## CONSIGNE
Poursuivez le texte consacré à l'éleveur de cochons en plein air des Côtes-d'Armor, en reprenant juste après sa dernière phrase.

## TEXTE ÉTUDIÉ

####

Il y a quelque chose du village d’Astérix dans cette histoire. Dans les Côtes-d’Armor, cernés par des fermes porcines d’au minimum 500 têtes, Antoine Raoul et ses quatre-vingts animaux détonnent. Deux visions de l’agriculture ne cohabitent plus et le paysan de 63 ans est accablé par les affaires et les menaces. Sept procédures judiciaires en comptant les appels, des milliers d’euros d’amende, une condamnation à quatre mois de prison avec sursis, des bêtes abattues par les autorités, plusieurs passages à la gendarmerie de Plouaret — ainsi qu’à l’ONCFS (Office national de la chasse et de la faune sauvage qui a fusionné avec l’Agence française pour la biodiversité) — ont plongé l’éleveur dans une grande précarité financière et mis une dure pression sur lui et sa famille. Ce qu’on lui reproche ? Ses cochons élevés en plein air intégral pourraient diffuser la peste porcine, selon les gros exploitants du coin. Une accusation qu’il récuse.

Il nous reçoit chez lui, entouré de sa famille et parle avec une grande sensibilité de ses animaux, qui se nourrissent de ce qu’ils trouvent sur les 32 hectares de la ferme — avec un complément de céréales bio et des sous-produits d’une fromagerie voisine. (...)

« Plusieurs choses lui sont reprochées, notamment la divagation, quelques destructions imputées à ses bêtes, et l’hybridation », nous explique Maître Jérôme Bouquet-Elkaim, son avocat. De décembre 2019 jusqu’à une condamnation en avril 2022, l’éleveur a été se défendre plusieurs fois aux tribunaux de Guingamp et de Rennes, avec notamment deux épisodes qui montrent que ce qui se joue à Lanvellec dépasse la querelle d’agriculteurs. (...)

####

## Éléments du jeu de données

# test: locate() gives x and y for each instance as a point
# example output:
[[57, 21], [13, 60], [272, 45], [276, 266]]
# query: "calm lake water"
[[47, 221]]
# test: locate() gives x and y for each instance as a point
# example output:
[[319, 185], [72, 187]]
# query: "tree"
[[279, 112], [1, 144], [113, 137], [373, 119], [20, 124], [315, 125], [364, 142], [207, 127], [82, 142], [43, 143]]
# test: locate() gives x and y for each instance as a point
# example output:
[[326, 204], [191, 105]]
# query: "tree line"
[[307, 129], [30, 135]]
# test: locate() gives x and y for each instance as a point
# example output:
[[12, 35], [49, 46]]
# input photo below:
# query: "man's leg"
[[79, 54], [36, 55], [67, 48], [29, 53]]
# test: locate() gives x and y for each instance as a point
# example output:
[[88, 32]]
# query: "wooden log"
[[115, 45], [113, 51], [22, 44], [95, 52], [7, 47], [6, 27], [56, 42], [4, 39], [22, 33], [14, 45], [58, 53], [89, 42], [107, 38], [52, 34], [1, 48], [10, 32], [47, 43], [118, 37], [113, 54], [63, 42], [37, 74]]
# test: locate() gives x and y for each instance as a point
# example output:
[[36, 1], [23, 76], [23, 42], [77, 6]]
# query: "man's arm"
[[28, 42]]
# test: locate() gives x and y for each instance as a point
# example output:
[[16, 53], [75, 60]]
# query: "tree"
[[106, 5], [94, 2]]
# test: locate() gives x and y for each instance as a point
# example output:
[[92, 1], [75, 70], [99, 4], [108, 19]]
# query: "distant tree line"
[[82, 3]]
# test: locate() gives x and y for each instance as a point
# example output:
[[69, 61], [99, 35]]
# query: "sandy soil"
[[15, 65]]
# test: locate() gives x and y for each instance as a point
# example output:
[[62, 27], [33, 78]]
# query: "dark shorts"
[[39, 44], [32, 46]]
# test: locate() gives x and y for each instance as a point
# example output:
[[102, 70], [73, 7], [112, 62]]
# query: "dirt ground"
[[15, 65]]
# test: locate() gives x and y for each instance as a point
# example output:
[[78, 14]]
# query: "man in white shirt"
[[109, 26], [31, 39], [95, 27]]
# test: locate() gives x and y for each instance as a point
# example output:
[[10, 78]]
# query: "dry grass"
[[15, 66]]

####

## RÉPONSE ATTENDUE
Deuxième épisode de l’histoire : une battue administrative « de destruction à tir d’animaux en divagation de type porcs et sangliers hybrides » autorisée par le préfet des Côtes-d’Armor, à la suite de cette même plainte du voisin. Motif : « les risques » que feraient peser ces cochons « en termes de sécurité publique » et de « dégâts agricoles importants en raison de leur divagation ». (...)

L’éleveur est allé voir le maire de Lanvellec pour lui demander de venir sur place, ce qu’il a refusé. (...)

« J’ai découvert à 59 ans les violences policières et j’ai eu l’impression de tomber dans un gouffre », décrit-il. « Je leur ai dit que la prochaine fois qu’on viendrait tuer mes cochons, il faudrait me tuer d’abord. »
La peste porcine comme épouvantail (...)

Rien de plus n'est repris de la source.